**CONSIGNE A:**
D'après la conférence sur le grain de blé, que renferme le grain de blé ? Citez tout ce que le texte mentionne.
**CONSIGNE B:**
Prolongez la conférence sur le grain de blé au-delà de sa dernière phrase.

**TEXTE FOURNI:**
Conférence tenue par le Maître le 23 mars (calendrier julien) 1914 à Sofia
Si le grain de blé, qui tombe en la terre, ne meurt pas, il reste seul ; si au contraire il meurt, il porte du fruit en abondance. Evangile selon Jean : 12; 24.
Le grain de blé c'est l'emblème de
l'âme humaine. Il représente une grande histoire dans l'évolution de la Nature.
Si vous pouviez disséquer l'enveloppe du grain de blé, de suivre son histoire,
vous auriez complètement compris l'histoire de l'âme humaine. Comme le grain de
blé tombe dans la terre et meurt, comme il germe, pousse et donne semence,
c'est la même chose pour l'âme humaine. Pour vous, peut-être, le grain de blé
représente quelque chose de très modeste, quelque chose qui n'a aucun prix – un
seize millième du kilogramme. Quel serait, d'après vous, son prix, lorsqu'un
kilogramme coûte un proche ? Et pourtant dans le grain de blé il y a une force,
un potentiel, un esprit d'abnégation et c'est de cette force qu'il se nourrit
et qu'il nourrit les autres. Et lorsque vous vous mettez à table, vous ne
pensez point au grain de blé, vous ne savez pas quelle joie il vous apporte,
quelles pensées il porte. Vous ne connaissez pas son origine. Les hommes ne
l'apprécient pas, les poules non plus, personne ne l'apprécie.

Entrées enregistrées
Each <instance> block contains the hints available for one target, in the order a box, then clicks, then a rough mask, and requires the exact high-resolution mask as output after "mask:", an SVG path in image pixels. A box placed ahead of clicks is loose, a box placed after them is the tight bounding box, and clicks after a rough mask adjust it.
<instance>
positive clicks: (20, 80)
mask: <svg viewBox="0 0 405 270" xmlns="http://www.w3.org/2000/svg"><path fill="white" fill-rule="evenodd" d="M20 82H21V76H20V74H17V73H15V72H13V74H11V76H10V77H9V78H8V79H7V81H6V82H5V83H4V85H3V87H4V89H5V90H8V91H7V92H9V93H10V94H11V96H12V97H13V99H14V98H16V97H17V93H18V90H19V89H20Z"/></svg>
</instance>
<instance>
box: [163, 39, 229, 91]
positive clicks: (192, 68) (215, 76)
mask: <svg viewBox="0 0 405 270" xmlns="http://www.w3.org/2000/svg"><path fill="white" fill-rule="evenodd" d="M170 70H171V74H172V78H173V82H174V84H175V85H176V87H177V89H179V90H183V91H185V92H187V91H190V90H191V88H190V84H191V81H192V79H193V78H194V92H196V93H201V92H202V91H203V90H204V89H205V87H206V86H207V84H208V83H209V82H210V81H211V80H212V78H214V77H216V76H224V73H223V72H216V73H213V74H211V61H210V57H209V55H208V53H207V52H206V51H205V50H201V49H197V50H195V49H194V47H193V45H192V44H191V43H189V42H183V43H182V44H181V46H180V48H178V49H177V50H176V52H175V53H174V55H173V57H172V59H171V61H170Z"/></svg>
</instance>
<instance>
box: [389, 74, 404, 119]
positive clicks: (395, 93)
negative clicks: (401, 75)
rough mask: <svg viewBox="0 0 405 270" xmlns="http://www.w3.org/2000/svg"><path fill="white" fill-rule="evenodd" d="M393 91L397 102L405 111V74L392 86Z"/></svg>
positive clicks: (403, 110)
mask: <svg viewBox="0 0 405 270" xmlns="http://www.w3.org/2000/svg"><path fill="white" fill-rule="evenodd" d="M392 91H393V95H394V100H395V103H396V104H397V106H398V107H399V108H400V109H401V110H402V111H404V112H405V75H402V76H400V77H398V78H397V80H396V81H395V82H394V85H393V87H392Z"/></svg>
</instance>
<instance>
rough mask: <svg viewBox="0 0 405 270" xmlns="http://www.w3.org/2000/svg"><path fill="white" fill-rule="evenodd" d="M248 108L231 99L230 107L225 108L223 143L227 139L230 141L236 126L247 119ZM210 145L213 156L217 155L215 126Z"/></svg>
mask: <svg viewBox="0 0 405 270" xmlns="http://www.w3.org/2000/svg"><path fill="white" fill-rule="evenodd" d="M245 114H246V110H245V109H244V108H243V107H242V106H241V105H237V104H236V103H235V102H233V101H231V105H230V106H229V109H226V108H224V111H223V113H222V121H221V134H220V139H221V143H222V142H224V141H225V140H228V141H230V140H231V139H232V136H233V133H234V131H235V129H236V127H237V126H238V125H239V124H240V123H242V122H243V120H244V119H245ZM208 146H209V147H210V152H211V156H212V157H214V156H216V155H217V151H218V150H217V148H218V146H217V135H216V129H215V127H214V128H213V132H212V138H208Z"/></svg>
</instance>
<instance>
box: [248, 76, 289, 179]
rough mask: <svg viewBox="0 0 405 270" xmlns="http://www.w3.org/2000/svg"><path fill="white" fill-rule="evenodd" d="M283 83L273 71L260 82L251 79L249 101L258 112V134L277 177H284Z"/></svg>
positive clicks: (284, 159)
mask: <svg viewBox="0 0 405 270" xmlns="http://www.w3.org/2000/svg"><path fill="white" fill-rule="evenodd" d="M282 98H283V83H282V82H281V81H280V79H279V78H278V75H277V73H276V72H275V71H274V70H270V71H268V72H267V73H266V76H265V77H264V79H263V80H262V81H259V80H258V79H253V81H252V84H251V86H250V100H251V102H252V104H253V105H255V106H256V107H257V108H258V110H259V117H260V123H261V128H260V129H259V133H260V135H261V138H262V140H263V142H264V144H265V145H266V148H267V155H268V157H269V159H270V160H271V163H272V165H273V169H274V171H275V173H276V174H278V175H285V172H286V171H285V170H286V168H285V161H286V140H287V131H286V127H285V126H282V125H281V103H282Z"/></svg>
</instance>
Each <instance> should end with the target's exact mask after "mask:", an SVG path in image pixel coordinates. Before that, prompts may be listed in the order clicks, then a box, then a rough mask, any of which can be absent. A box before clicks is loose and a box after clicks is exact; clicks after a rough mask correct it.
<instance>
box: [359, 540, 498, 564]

**RÉPONSE A:**
- une force
- un potentiel
- un esprit d'abnégation

**RÉPONSE B:**
Mais il est une grande énigme dans
le monde.
Maintenant, qu'est-ce que ce qui
se cache dans ce grain de blé ? – Il est l'emblème de la Vie. Et si on prend la
lettre bulgare Ж, qui est la lettre initiale de ce mot, elle est l'image même
du grain de blé : en bas – petits pieds, des racines; en haut – deux rameaux.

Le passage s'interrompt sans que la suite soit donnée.